## [Description of the task]
Copy out, unchanged, the lines of the entries below between the line holding "Note: point out the window in" and the line holding "point(433, 295)", inclusive.

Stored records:
◆ ◆ ◆ ◆

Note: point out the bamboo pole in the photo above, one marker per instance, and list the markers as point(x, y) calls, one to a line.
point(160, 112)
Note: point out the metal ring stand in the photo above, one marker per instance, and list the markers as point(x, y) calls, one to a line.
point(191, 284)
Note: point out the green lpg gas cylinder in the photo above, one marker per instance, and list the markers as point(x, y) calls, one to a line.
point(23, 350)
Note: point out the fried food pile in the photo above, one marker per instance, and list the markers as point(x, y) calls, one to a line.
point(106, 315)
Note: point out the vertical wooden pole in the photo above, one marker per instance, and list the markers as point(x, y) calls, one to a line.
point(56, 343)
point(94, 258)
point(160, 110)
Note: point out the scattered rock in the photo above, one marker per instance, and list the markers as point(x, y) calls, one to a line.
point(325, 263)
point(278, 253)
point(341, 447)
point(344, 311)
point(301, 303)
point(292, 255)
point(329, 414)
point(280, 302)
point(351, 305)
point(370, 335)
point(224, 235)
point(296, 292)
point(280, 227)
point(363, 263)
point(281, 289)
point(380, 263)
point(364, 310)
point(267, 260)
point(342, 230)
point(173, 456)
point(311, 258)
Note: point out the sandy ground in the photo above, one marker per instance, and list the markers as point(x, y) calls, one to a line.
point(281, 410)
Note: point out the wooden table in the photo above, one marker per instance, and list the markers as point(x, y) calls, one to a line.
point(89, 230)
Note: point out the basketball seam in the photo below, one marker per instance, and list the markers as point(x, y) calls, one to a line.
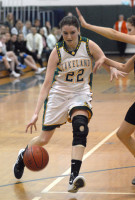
point(34, 159)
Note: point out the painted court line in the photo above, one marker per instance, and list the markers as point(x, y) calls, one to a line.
point(49, 187)
point(102, 193)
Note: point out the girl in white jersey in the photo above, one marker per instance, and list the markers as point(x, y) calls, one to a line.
point(127, 127)
point(67, 95)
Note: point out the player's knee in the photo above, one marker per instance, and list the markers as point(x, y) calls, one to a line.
point(43, 140)
point(119, 135)
point(80, 130)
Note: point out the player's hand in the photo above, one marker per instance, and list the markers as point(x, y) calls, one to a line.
point(81, 18)
point(38, 56)
point(98, 64)
point(32, 123)
point(116, 73)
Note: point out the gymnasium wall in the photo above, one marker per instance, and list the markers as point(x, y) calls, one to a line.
point(98, 15)
point(61, 2)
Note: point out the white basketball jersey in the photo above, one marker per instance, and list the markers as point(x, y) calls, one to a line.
point(74, 70)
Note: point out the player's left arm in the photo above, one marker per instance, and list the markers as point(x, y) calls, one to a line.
point(101, 60)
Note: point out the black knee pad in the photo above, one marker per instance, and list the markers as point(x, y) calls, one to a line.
point(80, 130)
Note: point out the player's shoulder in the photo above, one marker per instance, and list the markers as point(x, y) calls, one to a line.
point(84, 39)
point(59, 44)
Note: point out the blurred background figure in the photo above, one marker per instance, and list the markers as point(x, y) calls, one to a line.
point(37, 25)
point(9, 21)
point(121, 26)
point(47, 28)
point(17, 28)
point(34, 45)
point(26, 29)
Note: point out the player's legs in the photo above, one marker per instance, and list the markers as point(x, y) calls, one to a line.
point(124, 134)
point(126, 130)
point(80, 131)
point(40, 140)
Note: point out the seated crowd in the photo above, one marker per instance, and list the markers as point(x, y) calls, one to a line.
point(23, 44)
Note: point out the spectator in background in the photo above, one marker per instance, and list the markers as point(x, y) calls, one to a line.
point(34, 45)
point(121, 26)
point(17, 28)
point(37, 25)
point(10, 42)
point(20, 51)
point(9, 21)
point(51, 42)
point(47, 28)
point(7, 59)
point(69, 14)
point(2, 29)
point(26, 29)
point(42, 33)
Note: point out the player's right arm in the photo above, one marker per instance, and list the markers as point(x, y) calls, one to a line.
point(106, 32)
point(127, 67)
point(51, 66)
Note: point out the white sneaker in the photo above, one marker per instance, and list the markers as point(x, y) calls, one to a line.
point(40, 70)
point(14, 74)
point(78, 182)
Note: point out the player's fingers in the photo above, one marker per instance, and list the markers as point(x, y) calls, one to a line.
point(111, 78)
point(27, 127)
point(35, 127)
point(78, 11)
point(31, 129)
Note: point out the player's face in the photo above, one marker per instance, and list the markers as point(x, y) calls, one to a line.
point(70, 35)
point(131, 29)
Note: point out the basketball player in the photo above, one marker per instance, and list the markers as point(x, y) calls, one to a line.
point(127, 127)
point(70, 70)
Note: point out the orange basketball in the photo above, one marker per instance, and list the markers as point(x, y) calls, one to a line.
point(36, 158)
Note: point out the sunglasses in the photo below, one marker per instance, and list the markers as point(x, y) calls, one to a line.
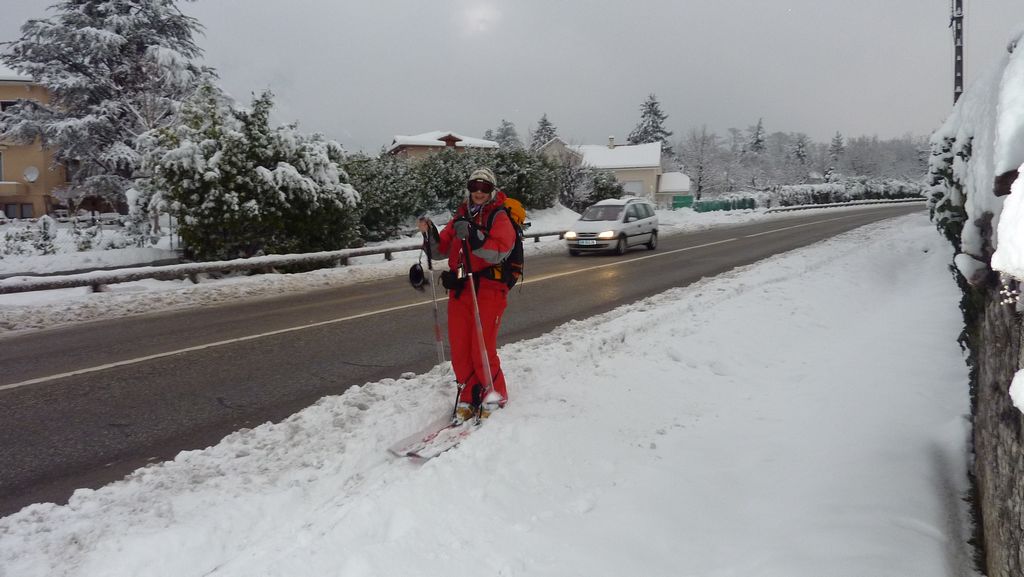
point(480, 187)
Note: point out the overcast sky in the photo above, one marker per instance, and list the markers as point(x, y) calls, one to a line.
point(363, 72)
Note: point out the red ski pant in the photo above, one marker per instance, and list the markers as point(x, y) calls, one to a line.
point(464, 343)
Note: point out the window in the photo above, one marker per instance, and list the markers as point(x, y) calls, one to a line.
point(602, 212)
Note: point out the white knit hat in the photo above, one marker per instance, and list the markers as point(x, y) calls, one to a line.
point(486, 175)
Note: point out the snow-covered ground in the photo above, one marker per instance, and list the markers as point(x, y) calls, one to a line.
point(802, 416)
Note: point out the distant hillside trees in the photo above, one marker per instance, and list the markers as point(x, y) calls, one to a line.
point(115, 71)
point(758, 160)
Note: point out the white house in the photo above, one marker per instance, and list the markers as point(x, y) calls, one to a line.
point(637, 167)
point(672, 184)
point(418, 146)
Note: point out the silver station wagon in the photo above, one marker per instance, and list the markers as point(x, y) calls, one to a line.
point(614, 224)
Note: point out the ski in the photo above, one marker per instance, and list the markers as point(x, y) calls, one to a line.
point(438, 437)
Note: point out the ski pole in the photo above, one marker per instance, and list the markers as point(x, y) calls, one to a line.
point(479, 326)
point(433, 295)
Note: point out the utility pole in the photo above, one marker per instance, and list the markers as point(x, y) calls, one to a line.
point(956, 23)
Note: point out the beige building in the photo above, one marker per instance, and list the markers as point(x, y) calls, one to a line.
point(419, 146)
point(637, 167)
point(28, 173)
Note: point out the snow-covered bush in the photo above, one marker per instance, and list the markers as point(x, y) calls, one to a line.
point(85, 237)
point(388, 197)
point(241, 188)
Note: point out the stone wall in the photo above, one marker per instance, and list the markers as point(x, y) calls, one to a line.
point(998, 465)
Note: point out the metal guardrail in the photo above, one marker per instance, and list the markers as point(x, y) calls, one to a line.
point(97, 279)
point(192, 271)
point(836, 204)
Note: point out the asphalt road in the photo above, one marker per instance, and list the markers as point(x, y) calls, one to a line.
point(87, 404)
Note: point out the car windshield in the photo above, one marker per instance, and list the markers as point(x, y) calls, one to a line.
point(611, 212)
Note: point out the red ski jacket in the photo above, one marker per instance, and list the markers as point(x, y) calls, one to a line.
point(497, 246)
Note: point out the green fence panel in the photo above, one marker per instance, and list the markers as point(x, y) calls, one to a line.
point(681, 201)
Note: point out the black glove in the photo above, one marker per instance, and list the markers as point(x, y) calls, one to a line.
point(468, 232)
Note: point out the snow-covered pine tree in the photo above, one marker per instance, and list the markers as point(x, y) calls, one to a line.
point(836, 149)
point(115, 70)
point(651, 126)
point(705, 160)
point(507, 137)
point(756, 137)
point(544, 133)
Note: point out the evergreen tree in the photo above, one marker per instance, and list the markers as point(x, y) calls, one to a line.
point(836, 149)
point(507, 137)
point(756, 137)
point(387, 195)
point(115, 70)
point(527, 176)
point(604, 186)
point(442, 176)
point(651, 126)
point(702, 159)
point(544, 133)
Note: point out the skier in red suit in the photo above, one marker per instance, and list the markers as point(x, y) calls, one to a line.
point(487, 248)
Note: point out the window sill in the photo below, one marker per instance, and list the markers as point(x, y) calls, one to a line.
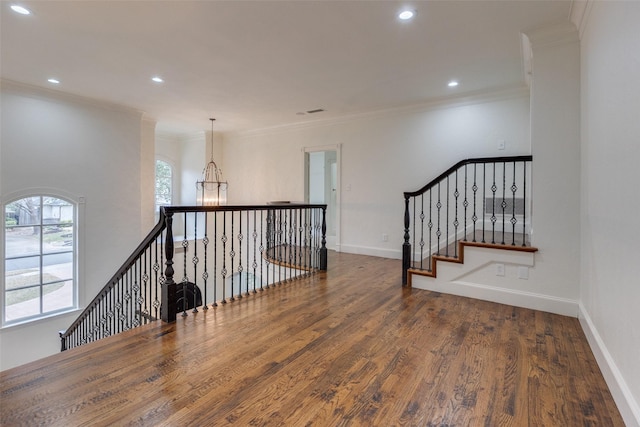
point(46, 318)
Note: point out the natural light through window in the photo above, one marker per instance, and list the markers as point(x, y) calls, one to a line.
point(39, 258)
point(164, 184)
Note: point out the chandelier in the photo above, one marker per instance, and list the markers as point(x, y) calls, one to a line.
point(212, 190)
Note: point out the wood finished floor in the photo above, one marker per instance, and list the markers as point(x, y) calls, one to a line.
point(341, 348)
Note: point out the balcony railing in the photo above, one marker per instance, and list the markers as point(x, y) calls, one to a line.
point(196, 258)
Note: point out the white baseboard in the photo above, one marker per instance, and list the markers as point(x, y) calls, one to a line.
point(628, 407)
point(379, 252)
point(550, 304)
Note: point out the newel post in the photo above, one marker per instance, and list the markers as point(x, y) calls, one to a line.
point(406, 246)
point(323, 248)
point(169, 287)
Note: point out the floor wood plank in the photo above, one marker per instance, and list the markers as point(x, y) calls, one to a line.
point(348, 347)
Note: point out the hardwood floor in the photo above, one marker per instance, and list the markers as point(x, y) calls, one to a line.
point(345, 347)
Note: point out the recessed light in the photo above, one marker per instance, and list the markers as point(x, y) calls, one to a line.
point(21, 10)
point(406, 14)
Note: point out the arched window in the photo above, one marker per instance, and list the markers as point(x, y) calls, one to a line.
point(40, 235)
point(164, 184)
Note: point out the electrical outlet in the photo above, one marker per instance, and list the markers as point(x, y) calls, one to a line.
point(523, 273)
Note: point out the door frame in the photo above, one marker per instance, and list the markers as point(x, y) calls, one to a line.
point(332, 243)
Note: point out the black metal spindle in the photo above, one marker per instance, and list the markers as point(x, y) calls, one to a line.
point(205, 272)
point(430, 228)
point(438, 231)
point(240, 267)
point(421, 229)
point(514, 220)
point(195, 262)
point(465, 203)
point(446, 240)
point(524, 192)
point(223, 272)
point(456, 195)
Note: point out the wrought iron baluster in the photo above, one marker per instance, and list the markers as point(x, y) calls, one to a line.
point(430, 227)
point(185, 279)
point(421, 229)
point(504, 197)
point(514, 220)
point(446, 239)
point(195, 262)
point(438, 231)
point(524, 192)
point(240, 267)
point(224, 257)
point(465, 203)
point(456, 223)
point(215, 259)
point(474, 188)
point(205, 272)
point(484, 200)
point(255, 244)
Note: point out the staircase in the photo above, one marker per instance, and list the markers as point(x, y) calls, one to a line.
point(476, 203)
point(198, 257)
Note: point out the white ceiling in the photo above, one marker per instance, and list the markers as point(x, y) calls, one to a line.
point(255, 64)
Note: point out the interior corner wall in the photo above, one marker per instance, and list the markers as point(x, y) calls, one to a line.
point(555, 141)
point(147, 176)
point(610, 267)
point(382, 156)
point(85, 149)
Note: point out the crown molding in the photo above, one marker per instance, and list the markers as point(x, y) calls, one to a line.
point(51, 94)
point(579, 14)
point(552, 35)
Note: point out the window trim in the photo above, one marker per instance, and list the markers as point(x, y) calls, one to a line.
point(78, 268)
point(156, 207)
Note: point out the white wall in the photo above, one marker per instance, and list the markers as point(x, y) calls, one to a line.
point(382, 156)
point(82, 149)
point(610, 267)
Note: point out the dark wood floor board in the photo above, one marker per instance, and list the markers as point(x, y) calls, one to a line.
point(348, 347)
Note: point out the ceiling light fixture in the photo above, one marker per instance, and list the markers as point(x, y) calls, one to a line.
point(21, 10)
point(212, 191)
point(406, 14)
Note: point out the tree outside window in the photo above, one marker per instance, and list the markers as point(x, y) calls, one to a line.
point(164, 184)
point(40, 258)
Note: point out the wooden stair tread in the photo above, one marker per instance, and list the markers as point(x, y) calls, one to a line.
point(432, 272)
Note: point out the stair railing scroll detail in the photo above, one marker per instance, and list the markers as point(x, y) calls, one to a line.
point(223, 253)
point(484, 200)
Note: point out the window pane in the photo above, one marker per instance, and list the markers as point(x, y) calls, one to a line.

◆ ◆ ◆ ◆

## [Task result]
Note: point out the window in the photo above, one marker per instance, and list the markers as point(x, y) calls, one to a line.
point(602, 212)
Note: point out the white knit hat in the photo above, one marker per instance, and list the markers as point(x, y) calls, one to a line.
point(486, 175)
Note: point out the snow-covered ground in the photo above, one marker per instance, and list the markers as point(x, y) calls, one to a line.
point(802, 416)
Note: point out the distant hillside trees in the photo above, one marker per instance, and list the markers as point(x, y) calls, one to a line.
point(115, 71)
point(758, 160)
Note: point out the white house in the photo above, one marker per instance, and list the markers as point(x, y) calls, one to a line.
point(637, 167)
point(672, 184)
point(418, 146)
Note: point out the silver station wagon in the photo above, one marker per instance, and list the markers as point(x, y) calls, one to a line.
point(614, 224)
Note: point out the ski in the photo above, one marker per instance, and list the markers as point(x, y) calls, one to a line.
point(438, 437)
Note: point out the ski pole in the photo above, one marker per instance, and list the markers as point(x, y) calls, one to a line.
point(479, 326)
point(433, 295)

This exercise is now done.